[Запрос]
Подсчитайте строки в записях ниже, которые содержат строку «grass», с учетом регистра. В ответе укажите только число.

[Записи разметки для детекции]

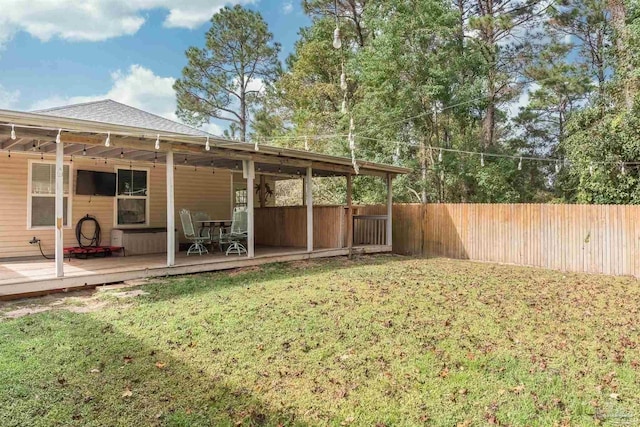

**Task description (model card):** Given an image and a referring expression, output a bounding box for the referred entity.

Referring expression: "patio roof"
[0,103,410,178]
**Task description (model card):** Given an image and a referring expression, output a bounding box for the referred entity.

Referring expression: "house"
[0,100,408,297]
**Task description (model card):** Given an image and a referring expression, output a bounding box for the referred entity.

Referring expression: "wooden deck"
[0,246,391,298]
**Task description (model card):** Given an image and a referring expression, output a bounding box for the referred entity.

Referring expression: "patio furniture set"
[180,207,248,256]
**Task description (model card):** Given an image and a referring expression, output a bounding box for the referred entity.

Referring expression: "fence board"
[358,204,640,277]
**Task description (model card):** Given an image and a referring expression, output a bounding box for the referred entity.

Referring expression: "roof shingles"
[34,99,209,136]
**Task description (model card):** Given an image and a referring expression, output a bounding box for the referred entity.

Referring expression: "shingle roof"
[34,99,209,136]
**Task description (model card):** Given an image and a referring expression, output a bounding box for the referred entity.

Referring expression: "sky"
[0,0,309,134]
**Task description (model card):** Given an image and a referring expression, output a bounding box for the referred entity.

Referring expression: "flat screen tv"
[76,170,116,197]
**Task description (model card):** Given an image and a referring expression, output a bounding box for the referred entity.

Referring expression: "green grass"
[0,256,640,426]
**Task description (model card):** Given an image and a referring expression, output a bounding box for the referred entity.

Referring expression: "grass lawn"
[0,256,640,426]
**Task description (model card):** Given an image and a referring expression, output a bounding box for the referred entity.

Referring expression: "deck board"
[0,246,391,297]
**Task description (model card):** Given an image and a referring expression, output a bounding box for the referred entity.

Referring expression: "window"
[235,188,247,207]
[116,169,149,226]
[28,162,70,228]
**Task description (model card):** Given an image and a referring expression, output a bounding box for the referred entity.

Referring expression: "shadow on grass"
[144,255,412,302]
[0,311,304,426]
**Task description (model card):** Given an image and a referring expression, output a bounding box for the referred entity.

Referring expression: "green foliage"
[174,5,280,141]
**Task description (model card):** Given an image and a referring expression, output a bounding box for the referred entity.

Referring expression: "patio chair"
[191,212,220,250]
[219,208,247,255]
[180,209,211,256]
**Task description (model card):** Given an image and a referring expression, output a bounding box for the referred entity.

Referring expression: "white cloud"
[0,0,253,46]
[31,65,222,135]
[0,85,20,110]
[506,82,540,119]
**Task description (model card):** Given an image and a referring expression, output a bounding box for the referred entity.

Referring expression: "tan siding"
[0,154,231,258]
==
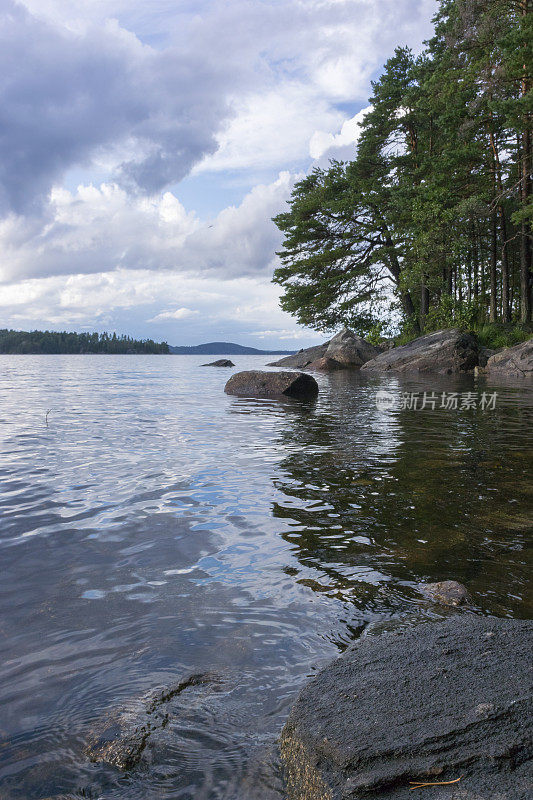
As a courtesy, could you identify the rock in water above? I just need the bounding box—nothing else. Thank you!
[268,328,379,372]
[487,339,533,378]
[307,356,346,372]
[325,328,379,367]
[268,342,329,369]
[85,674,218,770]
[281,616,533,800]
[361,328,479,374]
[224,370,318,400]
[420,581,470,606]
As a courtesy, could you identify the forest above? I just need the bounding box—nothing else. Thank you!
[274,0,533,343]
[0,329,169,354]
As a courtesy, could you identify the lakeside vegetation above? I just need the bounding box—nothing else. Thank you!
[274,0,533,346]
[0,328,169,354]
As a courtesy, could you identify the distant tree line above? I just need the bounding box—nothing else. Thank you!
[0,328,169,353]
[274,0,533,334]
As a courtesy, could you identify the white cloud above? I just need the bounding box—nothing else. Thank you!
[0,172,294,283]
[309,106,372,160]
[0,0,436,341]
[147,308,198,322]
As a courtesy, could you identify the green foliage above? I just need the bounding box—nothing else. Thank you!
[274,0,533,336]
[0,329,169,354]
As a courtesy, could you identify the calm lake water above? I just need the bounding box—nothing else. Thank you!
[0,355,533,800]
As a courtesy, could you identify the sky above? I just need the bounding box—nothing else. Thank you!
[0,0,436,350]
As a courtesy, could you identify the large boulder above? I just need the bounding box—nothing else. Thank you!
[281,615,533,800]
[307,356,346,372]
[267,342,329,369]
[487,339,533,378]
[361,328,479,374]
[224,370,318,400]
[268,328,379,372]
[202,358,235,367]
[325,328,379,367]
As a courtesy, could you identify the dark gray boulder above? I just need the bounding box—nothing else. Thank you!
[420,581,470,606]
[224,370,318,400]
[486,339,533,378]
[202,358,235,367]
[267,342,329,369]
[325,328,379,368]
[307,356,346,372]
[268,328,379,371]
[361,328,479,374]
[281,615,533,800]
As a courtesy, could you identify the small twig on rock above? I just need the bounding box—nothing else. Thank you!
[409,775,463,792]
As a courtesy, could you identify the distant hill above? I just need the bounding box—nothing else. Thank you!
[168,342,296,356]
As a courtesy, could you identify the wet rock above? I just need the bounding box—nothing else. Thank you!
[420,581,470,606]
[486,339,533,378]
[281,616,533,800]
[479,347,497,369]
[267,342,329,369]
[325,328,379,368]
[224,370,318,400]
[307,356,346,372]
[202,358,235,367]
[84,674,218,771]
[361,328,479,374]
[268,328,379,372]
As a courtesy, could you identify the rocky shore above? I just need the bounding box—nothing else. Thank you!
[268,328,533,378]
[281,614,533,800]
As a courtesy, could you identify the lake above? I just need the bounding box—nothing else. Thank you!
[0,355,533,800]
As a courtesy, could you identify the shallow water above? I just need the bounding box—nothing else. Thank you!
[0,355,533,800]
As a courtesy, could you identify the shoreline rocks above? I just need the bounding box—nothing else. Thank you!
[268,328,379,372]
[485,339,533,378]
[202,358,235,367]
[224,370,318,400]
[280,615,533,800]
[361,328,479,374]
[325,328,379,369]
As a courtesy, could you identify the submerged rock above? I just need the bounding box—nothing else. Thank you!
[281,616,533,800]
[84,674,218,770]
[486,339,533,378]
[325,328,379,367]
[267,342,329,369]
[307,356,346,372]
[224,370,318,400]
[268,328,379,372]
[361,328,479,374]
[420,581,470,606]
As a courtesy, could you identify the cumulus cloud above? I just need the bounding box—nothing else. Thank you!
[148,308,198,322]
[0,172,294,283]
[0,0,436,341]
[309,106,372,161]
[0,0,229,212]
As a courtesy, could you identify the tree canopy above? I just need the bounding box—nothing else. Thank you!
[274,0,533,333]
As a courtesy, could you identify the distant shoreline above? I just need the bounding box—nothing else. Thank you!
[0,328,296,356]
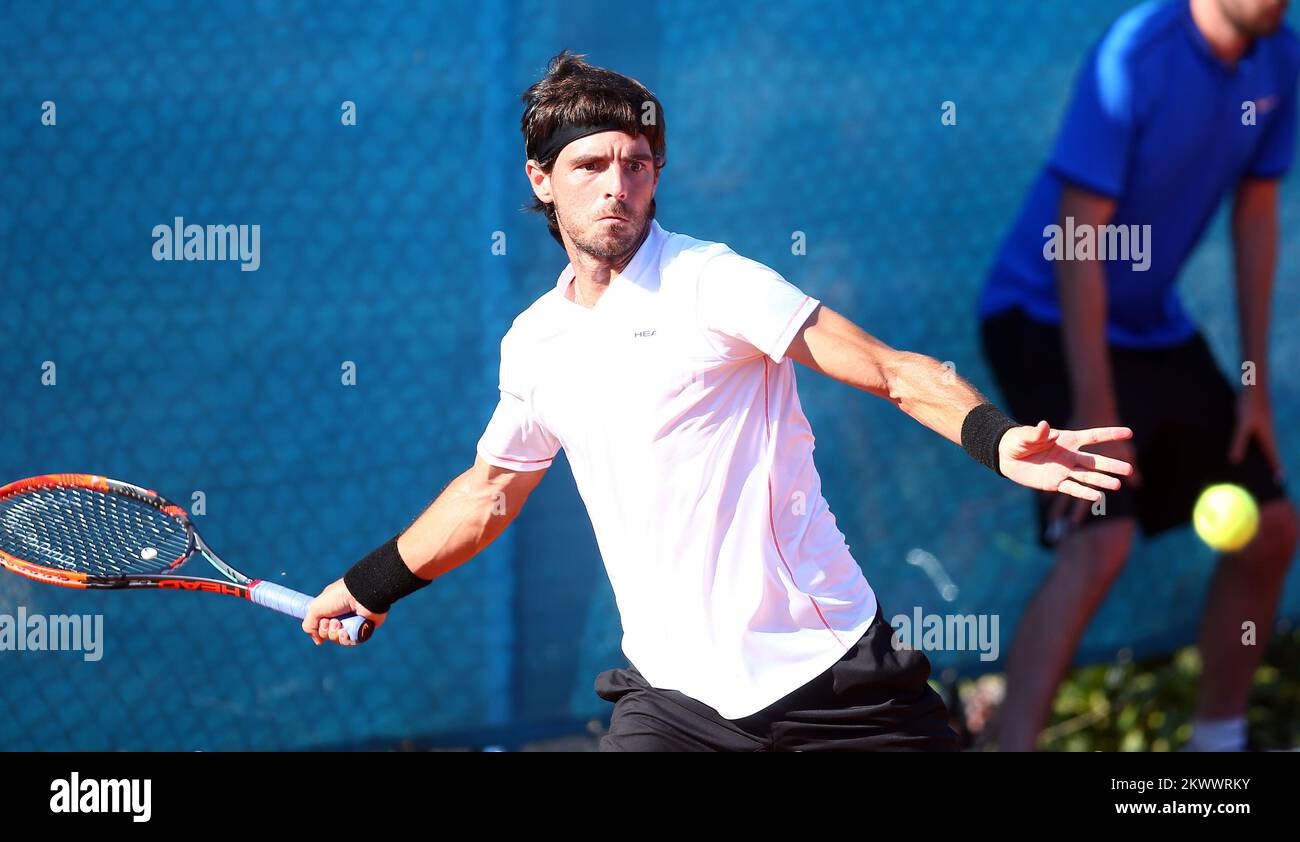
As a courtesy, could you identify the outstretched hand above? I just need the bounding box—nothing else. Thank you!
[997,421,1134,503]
* * *
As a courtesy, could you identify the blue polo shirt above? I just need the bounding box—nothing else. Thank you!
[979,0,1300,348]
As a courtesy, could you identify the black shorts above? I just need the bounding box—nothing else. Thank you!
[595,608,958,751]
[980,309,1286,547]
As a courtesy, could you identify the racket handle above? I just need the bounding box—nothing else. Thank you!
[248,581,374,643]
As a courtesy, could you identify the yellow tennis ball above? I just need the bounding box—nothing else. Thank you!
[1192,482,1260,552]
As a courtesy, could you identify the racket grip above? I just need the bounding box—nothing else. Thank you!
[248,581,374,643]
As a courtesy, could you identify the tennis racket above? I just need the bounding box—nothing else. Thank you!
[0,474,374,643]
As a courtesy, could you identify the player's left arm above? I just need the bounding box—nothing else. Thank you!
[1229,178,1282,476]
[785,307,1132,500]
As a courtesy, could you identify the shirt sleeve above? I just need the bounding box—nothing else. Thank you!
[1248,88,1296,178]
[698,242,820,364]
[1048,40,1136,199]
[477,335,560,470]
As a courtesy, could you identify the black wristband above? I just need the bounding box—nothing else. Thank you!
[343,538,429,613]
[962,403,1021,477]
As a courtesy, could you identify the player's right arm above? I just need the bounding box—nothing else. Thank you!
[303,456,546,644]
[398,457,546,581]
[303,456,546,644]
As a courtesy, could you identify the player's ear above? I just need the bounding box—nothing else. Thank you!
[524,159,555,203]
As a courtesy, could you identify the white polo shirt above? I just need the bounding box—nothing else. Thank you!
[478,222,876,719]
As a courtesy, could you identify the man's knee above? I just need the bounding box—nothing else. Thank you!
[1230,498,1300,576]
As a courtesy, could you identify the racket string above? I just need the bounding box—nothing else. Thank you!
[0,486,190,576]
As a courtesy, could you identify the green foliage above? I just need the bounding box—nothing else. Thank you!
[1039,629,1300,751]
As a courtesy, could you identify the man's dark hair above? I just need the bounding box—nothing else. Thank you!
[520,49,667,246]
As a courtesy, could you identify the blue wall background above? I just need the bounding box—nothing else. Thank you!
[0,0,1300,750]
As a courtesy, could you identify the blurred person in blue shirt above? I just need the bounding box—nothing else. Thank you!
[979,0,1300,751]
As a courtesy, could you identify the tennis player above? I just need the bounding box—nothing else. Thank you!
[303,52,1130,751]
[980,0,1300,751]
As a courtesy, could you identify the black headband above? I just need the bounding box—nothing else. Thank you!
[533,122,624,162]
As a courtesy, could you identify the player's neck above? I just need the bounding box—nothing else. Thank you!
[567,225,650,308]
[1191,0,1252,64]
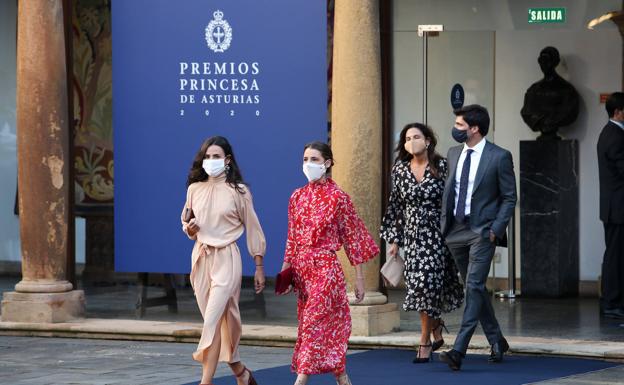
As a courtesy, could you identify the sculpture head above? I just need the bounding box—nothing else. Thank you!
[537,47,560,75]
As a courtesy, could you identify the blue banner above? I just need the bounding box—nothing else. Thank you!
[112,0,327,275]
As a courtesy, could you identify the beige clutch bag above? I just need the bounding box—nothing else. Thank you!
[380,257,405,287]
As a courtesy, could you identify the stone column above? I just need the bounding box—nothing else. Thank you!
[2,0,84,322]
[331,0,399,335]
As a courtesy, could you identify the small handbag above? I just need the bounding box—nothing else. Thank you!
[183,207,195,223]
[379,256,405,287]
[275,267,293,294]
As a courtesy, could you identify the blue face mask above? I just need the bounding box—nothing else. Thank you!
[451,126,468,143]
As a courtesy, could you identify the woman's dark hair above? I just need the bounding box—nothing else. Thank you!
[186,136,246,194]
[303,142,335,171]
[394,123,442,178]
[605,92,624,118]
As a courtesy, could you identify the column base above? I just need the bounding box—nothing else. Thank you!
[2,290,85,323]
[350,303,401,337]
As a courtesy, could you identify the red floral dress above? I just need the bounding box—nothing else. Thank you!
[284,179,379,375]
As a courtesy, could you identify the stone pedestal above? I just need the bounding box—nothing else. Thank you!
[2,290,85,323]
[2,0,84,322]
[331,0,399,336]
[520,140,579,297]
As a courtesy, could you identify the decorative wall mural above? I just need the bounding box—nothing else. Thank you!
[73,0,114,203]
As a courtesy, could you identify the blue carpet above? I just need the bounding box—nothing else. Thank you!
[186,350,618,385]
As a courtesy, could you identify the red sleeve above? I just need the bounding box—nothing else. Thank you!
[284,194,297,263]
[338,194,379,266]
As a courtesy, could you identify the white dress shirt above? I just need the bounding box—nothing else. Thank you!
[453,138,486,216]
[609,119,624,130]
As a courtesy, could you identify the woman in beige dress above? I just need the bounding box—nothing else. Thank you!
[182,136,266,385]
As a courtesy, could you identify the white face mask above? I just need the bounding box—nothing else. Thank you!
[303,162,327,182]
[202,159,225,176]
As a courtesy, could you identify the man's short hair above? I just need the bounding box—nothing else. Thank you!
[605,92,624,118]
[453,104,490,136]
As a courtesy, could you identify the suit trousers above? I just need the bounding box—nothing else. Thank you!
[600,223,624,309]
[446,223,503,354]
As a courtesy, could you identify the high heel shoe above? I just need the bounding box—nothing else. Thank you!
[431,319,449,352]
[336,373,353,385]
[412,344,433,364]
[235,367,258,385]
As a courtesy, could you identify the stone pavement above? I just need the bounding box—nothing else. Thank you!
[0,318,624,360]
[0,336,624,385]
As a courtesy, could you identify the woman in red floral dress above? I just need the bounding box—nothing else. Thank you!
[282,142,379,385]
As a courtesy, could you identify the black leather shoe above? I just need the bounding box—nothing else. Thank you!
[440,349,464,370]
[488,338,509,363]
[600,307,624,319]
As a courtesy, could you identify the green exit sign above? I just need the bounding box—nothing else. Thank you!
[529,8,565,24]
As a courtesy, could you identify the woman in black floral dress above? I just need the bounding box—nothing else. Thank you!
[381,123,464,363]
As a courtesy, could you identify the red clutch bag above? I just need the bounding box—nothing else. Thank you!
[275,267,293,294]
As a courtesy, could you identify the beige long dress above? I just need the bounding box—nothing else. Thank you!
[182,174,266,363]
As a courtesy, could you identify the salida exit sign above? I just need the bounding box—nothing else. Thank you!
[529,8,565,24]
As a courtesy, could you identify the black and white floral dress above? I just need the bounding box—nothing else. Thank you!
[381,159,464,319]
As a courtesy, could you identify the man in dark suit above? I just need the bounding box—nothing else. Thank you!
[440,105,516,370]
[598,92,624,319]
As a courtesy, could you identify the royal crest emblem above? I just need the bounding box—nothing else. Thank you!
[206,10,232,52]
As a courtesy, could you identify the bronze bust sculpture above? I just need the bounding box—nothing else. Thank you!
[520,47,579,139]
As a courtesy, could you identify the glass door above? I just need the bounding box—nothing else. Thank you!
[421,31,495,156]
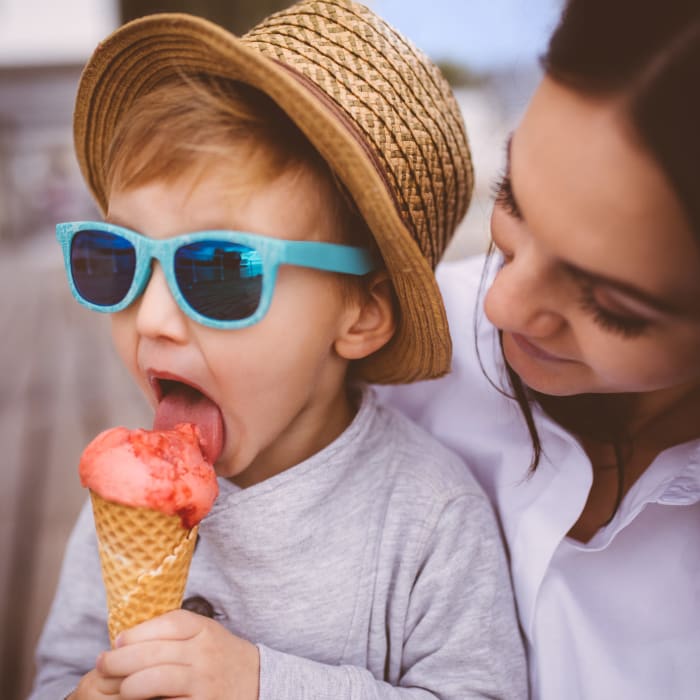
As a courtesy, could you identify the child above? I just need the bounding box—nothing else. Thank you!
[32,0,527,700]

[Результат]
3